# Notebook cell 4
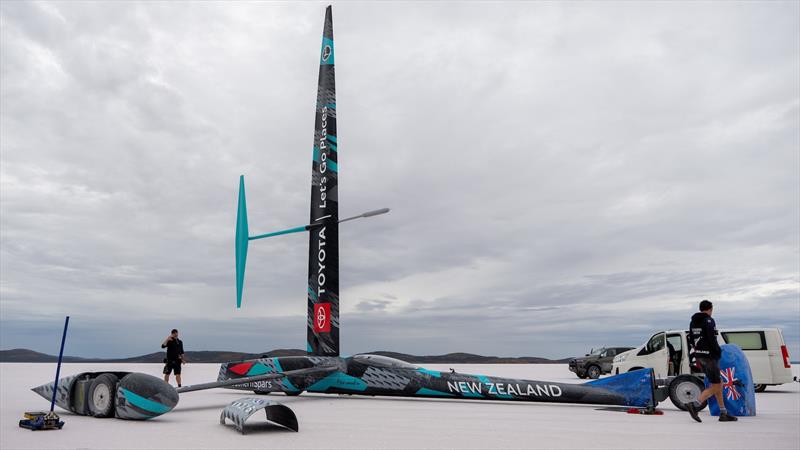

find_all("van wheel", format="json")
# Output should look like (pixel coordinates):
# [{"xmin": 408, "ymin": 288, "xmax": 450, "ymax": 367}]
[
  {"xmin": 754, "ymin": 384, "xmax": 767, "ymax": 393},
  {"xmin": 88, "ymin": 373, "xmax": 119, "ymax": 418},
  {"xmin": 669, "ymin": 375, "xmax": 707, "ymax": 411},
  {"xmin": 587, "ymin": 365, "xmax": 601, "ymax": 379}
]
::::::::
## THE TASK
Restate every record above word for word, without images.

## ANSWER BOX
# Notebook cell 4

find_all("van wheel", format="json")
# Output should look like (pixel coordinates):
# [{"xmin": 408, "ymin": 288, "xmax": 450, "ymax": 367}]
[
  {"xmin": 754, "ymin": 384, "xmax": 767, "ymax": 393},
  {"xmin": 88, "ymin": 373, "xmax": 119, "ymax": 418},
  {"xmin": 669, "ymin": 375, "xmax": 707, "ymax": 411},
  {"xmin": 587, "ymin": 365, "xmax": 601, "ymax": 379}
]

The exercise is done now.